Document

»»

The One‐Dimensional Random Walk

A random walk is a walk in which the direction and/or the size of the steps are randomly chosen. Typically, there are Probability Distribution Functions (PDFs) associated with the direction, size, and timing of the steps. In two or three dimensions the random walk is sometimes called Brownian motion, named after the botanist, Robert Brown. Brown described seemingly random motion of small particles in water.¹ In this chapter we'll tie together the idea of a random walk, which is another example of how the sum of experiments with a very simple PDF start looking normal, with the physical concept of diffusion, and a deeper look into what (frequentist) probability is.

Imagine that you're standing on a big ruler; it extends for miles in both directions. You are at position zero. In front of you are markings for +1 foot, +2 feet, +3 feet, etc. Behind you are markings for −1 foot, −2 feet, etc. Every ten seconds you flip a coin. If the coin lands on a head you take a step forward (in the + direction). If the coin lands on a tail you take a step backward (in the − direction). Each step moves you exactly one foot in your chosen direction. We are interested in where you could expect to be after many such coin flips.

If you were to keep a list of your coin flips, the list would look something like:

1. Head. Take 1 step forward
2. Tail. Take 1 step backward
3. Head. Take 1 step forward
4. Head. Take 1 step forward
5. Head. Take 1 step forward
6. Tail. Take 1 ...

««

Prompt A
Set down the part of the random walk passage starting at "1. Head. Take" and ending at "Tail. Take 1 ...", word for word.
Prompt B
List every line of the entries that contains the string "water", matching case exactly.
The random walk passage and the entries are unrelated to each other.

Input data
»»

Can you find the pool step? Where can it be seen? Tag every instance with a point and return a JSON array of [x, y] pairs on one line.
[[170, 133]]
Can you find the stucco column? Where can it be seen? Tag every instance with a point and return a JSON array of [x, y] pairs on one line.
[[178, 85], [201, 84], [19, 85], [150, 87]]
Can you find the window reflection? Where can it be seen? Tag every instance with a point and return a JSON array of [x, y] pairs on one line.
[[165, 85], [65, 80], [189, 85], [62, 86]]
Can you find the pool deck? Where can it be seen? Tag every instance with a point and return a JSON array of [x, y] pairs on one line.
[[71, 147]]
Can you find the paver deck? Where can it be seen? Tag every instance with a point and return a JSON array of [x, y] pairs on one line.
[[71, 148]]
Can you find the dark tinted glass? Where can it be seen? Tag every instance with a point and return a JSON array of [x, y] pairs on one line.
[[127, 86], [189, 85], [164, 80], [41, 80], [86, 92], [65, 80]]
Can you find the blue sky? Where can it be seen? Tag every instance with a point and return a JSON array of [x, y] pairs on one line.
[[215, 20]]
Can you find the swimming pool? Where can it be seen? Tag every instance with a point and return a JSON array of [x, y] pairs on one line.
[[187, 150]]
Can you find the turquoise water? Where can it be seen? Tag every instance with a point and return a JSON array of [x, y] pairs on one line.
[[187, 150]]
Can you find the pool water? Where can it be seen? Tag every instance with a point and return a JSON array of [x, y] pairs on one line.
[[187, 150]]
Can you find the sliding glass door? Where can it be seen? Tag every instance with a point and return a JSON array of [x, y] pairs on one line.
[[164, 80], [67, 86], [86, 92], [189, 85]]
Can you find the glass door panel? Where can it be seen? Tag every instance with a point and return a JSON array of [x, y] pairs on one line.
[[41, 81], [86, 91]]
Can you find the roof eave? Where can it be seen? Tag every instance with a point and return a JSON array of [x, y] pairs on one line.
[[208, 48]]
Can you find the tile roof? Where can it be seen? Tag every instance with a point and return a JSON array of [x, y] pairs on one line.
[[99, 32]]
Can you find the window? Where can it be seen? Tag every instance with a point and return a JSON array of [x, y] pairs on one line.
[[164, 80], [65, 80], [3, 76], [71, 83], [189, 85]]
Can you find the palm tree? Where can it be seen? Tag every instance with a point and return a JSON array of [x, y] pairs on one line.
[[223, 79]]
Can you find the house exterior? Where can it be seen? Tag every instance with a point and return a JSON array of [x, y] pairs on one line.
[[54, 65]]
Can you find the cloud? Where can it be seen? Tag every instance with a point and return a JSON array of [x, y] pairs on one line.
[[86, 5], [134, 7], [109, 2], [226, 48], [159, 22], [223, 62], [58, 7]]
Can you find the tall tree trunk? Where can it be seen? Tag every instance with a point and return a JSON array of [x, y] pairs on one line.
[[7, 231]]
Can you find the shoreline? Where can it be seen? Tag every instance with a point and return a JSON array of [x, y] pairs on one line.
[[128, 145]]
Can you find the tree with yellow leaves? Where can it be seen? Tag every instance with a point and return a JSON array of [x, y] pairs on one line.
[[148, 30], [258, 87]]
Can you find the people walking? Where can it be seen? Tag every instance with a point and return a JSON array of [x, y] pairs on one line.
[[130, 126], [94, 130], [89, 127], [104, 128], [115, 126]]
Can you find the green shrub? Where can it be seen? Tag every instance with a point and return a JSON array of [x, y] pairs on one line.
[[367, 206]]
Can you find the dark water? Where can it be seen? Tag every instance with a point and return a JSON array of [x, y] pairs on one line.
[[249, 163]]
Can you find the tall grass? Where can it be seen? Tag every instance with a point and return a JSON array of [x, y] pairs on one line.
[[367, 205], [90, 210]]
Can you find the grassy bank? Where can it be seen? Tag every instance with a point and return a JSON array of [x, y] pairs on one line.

««

Correct output A
1. Head. Take 1 step forward
2. Tail. Take 1 step backward
3. Head. Take 1 step forward
4. Head. Take 1 step forward
5. Head. Take 1 step forward
6. Tail. Take 1 ...

Correct output B
Can you find the turquoise water? Where can it be seen? Tag every instance with a point and return a JSON array of [x, y] pairs on one line.
Can you find the pool water? Where can it be seen? Tag every instance with a point and return a JSON array of [x, y] pairs on one line.
Can you find the dark water? Where can it be seen? Tag every instance with a point and return a JSON array of [x, y] pairs on one line.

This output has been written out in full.